Text passage —
╭──

ATG at start looks for START codon, then (?: )*? repeats whatever is inside 0 or more times, but lazily (that’s the ? after *). This skips codons until the first (b/c lazy) of the next group. The next group is 3 string options covering the end codons. The [AGTC] repeating three times matches a codon, as each square bracket matches a single letter from inside it.
So actually, it could be even simpler: r"ATG(?:[AGTC]{3})*?T(AG|AA|GA)"
julia> f(R, sseq) = findnext(r"ATG(?:[AGTC][AGTC][AGTC])*?(TAG|TAA|TGA)",sseq,first(R)+3)
f (generic function with 2 methods)
julia> itr = Itr.takewhile(!isnothing, Itr.drop(iterated(f, -2:-2),1))
Base.Iterators.TakeWhile{Base.Iterators.Drop{IterTools.Iterated{UnitRange{Int64}, typeof(f)}}, Base.var"#97#98"{typeof(isnothing)}}(Base.var"#97#98"{typeof(isnothing)}(isnothing), Base.Iterators.Drop{IterTools.Iterated{UnitRange{Int64}, typeof(f)}}(IterTools.Iterated{UnitRange{Int64}, typeof(f)}(f, -2:-2), 1))
julia> @btime [R for R in itr];
50.600 μs (339 allocations: 11.77 KiB)
julia> function se(sseq)
eos=true
R=-2:0
v=UnitRange[]
while eos
R=f(R,sseq)
!isnothing(R) && push!(v,R)
eos = !isnothing(R)
end
v
end
se (generic function with 1 method)
julia> @btime se(sseq);
44.600 μs (173 allocations: 7.19 KiB)
julia> se(sseq)==[R for R in itr]
The main work is done by iterated which is IterTools.iterated and returns each iteration a function applied to the value of the last iteration. f is made to return the next match after the last match which is given as a parameter. This provides the series of matches.
The edges of the iterator need to be fixed a bit, and takewhile makes sure the iteration stops at the first nothing result without returning it.
The drop(.., 1) gets rid of the initial condition used to start searching for the first match.
That’s about it.
the -2:-2 got me thinking too. In fact what matters is the first -2. The range could be anything of the type -2: Int.

╰──

List of tasks —
A) In the Julia regex passage, what does the drop(.., 1) get rid of?
B) Set down, word for word, everything in the Julia regex passage from "eos = !isnothing(R)" down to "the first match.".

Data for review —
╭──

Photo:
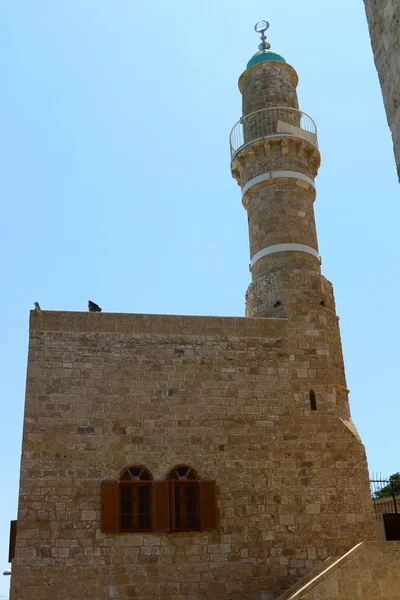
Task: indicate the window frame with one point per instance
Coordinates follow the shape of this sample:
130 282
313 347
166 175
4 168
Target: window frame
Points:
182 481
134 484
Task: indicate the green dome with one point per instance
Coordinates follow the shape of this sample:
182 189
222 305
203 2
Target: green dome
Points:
264 55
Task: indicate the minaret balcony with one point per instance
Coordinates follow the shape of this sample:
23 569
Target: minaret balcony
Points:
272 122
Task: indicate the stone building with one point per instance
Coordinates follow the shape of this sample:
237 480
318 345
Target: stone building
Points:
384 24
200 457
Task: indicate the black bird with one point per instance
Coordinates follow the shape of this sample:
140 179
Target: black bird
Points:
93 307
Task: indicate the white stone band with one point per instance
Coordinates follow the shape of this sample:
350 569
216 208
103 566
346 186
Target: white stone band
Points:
283 248
276 175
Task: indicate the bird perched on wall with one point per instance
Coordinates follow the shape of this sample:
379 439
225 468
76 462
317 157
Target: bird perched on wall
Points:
93 307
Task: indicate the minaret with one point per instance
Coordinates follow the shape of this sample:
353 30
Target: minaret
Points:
275 159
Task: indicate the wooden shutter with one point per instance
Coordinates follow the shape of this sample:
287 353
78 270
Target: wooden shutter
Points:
208 505
172 486
13 537
110 507
160 492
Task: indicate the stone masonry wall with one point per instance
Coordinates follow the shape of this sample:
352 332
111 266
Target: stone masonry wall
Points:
370 572
384 25
105 391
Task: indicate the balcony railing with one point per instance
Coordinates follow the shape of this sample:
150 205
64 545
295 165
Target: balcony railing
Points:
270 122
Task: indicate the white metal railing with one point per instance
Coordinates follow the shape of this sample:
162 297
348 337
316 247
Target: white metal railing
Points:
269 122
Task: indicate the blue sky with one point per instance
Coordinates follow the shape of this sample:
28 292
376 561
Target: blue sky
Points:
115 180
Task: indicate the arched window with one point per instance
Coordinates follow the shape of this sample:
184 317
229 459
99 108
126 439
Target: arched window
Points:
185 498
135 499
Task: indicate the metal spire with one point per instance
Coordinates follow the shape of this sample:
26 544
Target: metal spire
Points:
262 27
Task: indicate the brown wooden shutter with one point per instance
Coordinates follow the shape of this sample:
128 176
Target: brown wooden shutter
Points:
13 537
110 507
208 505
160 491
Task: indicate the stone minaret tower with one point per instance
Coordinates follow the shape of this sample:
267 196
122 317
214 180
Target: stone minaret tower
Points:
275 159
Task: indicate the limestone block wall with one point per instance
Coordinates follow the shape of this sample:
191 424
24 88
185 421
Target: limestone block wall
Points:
105 391
384 24
369 571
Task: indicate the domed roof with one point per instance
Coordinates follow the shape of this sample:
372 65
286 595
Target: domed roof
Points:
264 55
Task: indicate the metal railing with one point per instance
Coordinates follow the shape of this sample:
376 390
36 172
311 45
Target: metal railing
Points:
270 122
386 496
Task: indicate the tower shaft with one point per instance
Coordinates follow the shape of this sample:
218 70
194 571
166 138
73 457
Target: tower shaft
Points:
275 159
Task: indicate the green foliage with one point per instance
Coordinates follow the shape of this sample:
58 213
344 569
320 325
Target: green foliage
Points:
391 488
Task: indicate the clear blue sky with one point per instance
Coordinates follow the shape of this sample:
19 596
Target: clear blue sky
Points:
115 180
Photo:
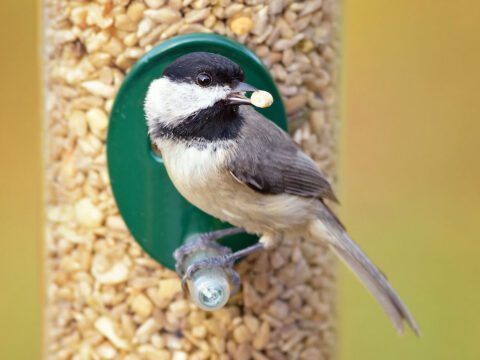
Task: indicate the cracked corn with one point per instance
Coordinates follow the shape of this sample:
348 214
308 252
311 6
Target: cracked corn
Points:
105 298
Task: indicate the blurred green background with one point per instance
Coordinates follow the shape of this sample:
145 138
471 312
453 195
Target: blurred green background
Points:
410 175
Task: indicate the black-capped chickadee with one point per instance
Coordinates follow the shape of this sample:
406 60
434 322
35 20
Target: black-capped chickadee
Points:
236 165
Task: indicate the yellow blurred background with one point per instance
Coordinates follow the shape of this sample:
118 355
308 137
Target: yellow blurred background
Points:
410 175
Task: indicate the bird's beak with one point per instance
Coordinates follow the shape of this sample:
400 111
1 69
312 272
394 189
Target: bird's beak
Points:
237 97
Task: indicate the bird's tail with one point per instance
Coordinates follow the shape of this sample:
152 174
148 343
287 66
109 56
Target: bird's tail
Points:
371 277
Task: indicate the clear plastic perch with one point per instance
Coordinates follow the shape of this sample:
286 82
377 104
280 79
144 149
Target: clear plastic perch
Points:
209 288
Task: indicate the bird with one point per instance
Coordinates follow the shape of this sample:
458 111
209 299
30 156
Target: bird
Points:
231 162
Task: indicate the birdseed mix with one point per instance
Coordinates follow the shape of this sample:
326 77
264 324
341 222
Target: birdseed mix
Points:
105 298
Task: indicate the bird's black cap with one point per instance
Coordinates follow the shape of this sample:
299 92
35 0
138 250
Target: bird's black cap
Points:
186 68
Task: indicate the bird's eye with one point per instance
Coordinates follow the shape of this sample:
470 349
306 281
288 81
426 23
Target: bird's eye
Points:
204 79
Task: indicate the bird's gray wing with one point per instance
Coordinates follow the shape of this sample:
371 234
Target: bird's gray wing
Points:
268 161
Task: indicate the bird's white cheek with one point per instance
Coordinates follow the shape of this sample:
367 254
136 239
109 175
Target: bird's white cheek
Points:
168 101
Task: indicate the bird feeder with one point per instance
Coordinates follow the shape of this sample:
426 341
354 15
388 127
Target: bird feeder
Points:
114 219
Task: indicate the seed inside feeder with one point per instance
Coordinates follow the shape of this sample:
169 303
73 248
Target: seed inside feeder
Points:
261 99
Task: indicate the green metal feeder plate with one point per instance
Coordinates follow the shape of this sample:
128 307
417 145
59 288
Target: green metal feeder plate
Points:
158 217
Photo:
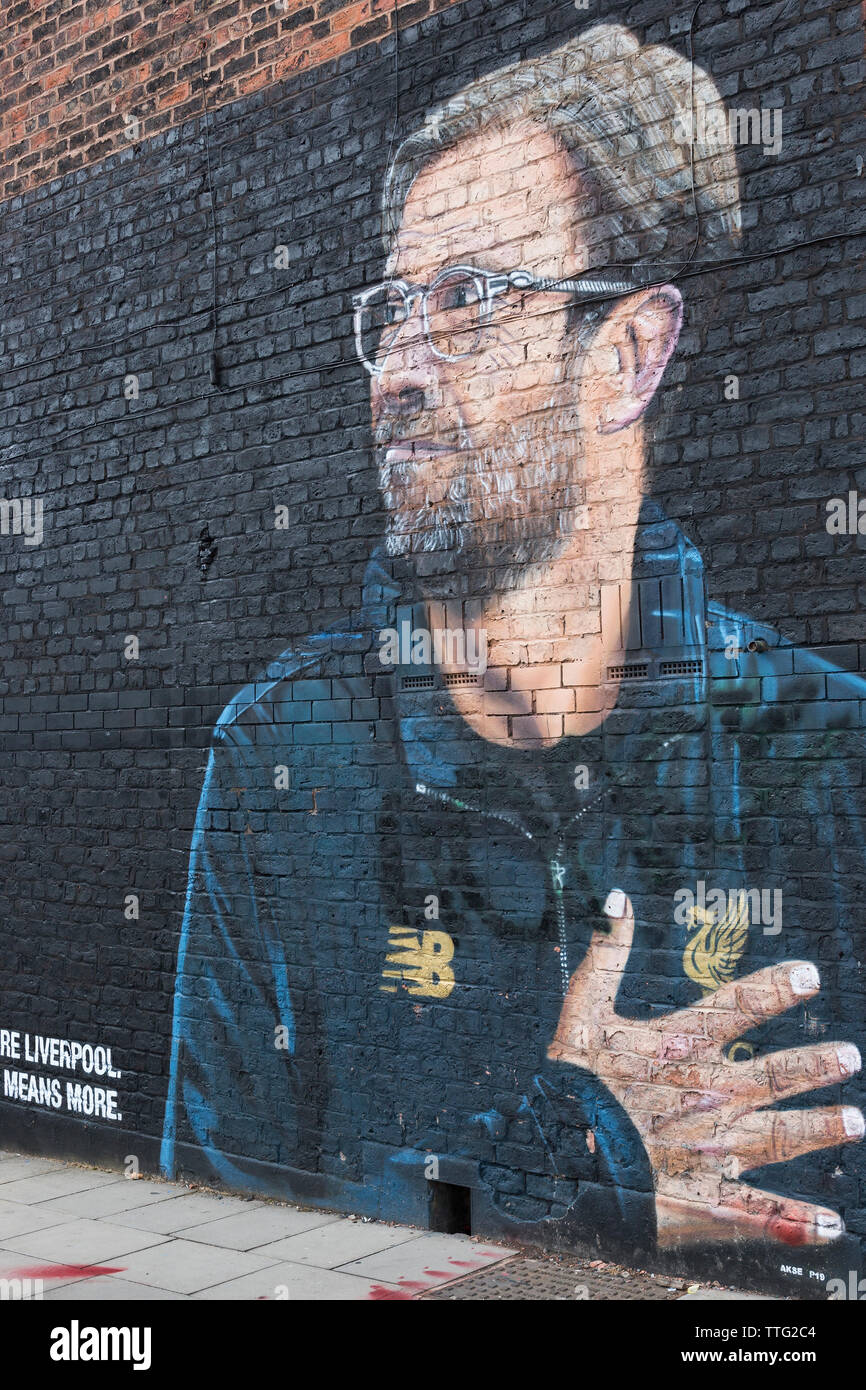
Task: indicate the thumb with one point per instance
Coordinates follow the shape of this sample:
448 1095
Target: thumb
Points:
595 983
610 950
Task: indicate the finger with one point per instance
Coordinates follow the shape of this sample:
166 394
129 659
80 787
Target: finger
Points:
793 1072
747 1214
740 1007
594 984
777 1136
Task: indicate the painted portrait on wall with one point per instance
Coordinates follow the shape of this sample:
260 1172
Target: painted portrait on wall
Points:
537 873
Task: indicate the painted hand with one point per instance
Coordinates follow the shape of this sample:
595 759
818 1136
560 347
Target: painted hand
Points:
702 1118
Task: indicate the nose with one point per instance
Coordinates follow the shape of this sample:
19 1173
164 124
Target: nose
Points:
407 380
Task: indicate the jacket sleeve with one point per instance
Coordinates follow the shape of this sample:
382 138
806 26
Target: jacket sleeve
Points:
238 1084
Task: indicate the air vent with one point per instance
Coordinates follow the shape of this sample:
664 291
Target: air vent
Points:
694 667
628 673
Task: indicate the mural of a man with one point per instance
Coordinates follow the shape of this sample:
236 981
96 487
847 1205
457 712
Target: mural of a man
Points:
431 904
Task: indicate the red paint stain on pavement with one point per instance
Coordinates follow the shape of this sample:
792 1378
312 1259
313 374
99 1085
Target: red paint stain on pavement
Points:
64 1271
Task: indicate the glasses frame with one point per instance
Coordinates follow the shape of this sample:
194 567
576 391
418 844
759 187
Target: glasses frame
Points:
489 285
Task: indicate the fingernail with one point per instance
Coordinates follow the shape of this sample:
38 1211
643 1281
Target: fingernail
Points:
848 1058
829 1225
616 902
804 979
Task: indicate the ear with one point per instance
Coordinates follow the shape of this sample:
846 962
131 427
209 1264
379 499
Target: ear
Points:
628 355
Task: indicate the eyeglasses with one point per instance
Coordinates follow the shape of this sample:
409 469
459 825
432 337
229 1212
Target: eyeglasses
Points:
455 307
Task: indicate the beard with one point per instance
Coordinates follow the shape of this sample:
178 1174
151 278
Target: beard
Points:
510 503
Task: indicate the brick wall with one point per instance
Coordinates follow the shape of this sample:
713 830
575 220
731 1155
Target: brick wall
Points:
72 74
180 388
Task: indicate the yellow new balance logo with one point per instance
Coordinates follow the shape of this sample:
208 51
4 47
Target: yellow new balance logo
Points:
421 961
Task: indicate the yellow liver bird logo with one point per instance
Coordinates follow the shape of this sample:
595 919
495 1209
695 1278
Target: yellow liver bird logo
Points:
713 948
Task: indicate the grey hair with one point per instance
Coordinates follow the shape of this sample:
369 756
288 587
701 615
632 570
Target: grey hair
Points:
624 113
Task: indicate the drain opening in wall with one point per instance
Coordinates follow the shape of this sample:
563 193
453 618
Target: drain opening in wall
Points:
451 1208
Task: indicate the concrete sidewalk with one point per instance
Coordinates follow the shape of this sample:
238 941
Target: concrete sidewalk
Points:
82 1233
71 1233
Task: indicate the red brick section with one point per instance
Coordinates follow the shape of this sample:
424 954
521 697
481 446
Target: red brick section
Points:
71 74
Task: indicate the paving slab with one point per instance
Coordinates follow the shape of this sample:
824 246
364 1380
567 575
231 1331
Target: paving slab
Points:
15 1219
186 1268
184 1212
427 1261
20 1165
61 1182
302 1283
81 1243
113 1200
339 1243
248 1230
107 1289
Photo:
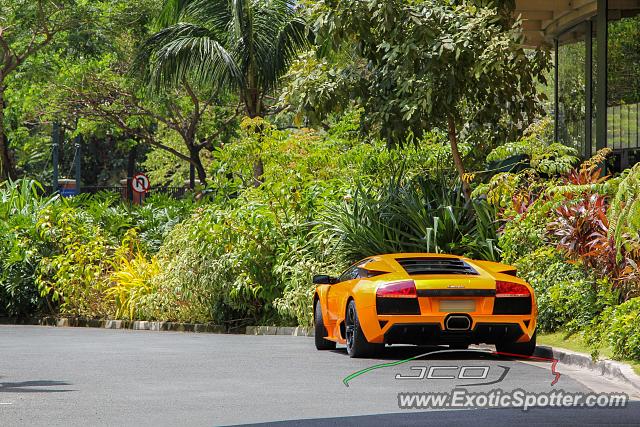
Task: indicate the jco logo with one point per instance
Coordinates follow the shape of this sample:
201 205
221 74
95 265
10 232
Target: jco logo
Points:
453 373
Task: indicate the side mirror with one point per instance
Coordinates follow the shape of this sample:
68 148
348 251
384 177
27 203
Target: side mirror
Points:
323 279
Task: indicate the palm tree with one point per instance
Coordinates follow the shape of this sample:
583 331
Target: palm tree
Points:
242 46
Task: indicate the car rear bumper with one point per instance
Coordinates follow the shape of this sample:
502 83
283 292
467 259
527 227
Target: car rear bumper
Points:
432 329
432 333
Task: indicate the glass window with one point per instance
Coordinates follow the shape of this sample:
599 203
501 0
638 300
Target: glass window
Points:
571 87
623 92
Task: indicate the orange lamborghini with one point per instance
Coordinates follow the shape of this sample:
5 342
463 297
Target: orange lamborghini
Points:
424 299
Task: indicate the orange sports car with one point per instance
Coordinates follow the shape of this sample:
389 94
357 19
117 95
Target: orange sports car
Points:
424 299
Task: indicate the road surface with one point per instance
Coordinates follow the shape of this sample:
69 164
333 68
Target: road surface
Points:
84 377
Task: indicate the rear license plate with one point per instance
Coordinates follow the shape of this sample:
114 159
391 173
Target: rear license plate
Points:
464 306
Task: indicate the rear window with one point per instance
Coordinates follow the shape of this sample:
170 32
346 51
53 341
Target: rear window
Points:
421 266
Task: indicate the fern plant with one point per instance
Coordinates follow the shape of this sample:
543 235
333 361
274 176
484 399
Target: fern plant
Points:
624 214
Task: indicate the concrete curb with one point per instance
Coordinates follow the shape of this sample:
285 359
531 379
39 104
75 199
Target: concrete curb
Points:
298 331
138 325
608 368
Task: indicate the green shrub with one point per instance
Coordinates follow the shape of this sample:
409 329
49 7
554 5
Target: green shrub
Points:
75 275
546 158
20 247
414 215
568 296
619 328
217 266
624 213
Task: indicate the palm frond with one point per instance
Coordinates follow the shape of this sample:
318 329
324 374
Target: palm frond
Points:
187 51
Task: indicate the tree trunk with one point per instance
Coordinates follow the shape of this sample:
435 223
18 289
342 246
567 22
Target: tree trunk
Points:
254 109
197 163
7 170
457 160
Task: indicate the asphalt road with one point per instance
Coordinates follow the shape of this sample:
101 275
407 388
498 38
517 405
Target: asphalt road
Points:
85 377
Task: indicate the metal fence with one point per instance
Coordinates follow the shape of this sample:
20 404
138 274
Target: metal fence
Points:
623 126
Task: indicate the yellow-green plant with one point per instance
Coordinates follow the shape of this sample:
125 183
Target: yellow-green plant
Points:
131 277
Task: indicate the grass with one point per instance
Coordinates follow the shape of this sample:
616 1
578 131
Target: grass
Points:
575 342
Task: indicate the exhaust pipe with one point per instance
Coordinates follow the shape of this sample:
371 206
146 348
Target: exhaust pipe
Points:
458 323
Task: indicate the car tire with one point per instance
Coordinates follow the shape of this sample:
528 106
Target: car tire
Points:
320 331
518 348
357 344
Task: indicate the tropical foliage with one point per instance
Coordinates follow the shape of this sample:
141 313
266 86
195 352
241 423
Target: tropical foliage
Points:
320 133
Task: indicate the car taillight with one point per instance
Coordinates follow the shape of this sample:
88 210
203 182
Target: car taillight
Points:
508 289
405 289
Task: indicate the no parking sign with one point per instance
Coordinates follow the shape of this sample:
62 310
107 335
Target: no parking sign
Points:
140 183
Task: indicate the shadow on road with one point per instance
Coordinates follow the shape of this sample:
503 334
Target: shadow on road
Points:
33 387
481 417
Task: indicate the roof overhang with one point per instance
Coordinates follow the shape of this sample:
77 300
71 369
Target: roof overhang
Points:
542 20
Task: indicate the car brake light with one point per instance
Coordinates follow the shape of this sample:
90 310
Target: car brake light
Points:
404 289
508 289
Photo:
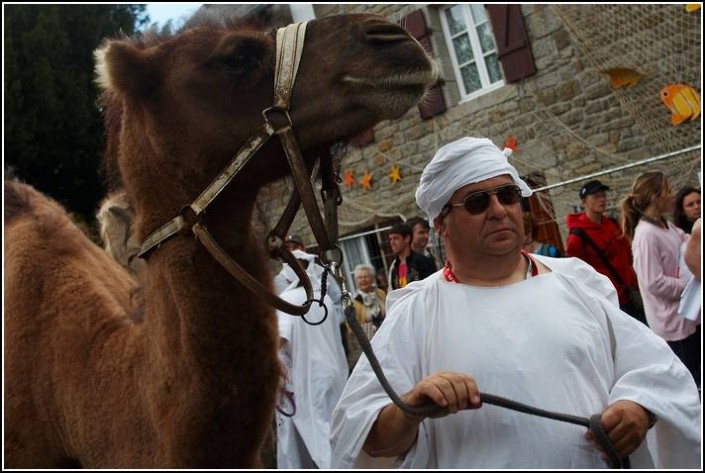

╰──

Numbered responses —
A) The initial condition used to start searching for the first match.

B)
eos = !isnothing(R)
end
v
end
se (generic function with 1 method)
julia> @btime se(sseq);
44.600 μs (173 allocations: 7.19 KiB)
julia> se(sseq)==[R for R in itr]
The main work is done by iterated which is IterTools.iterated and returns each iteration a function applied to the value of the last iteration. f is made to return the next match after the last match which is given as a parameter. This provides the series of matches.
The edges of the iterator need to be fixed a bit, and takewhile makes sure the iteration stops at the first nothing result without returning it.
The drop(.., 1) gets rid of the initial condition used to start searching for the first match.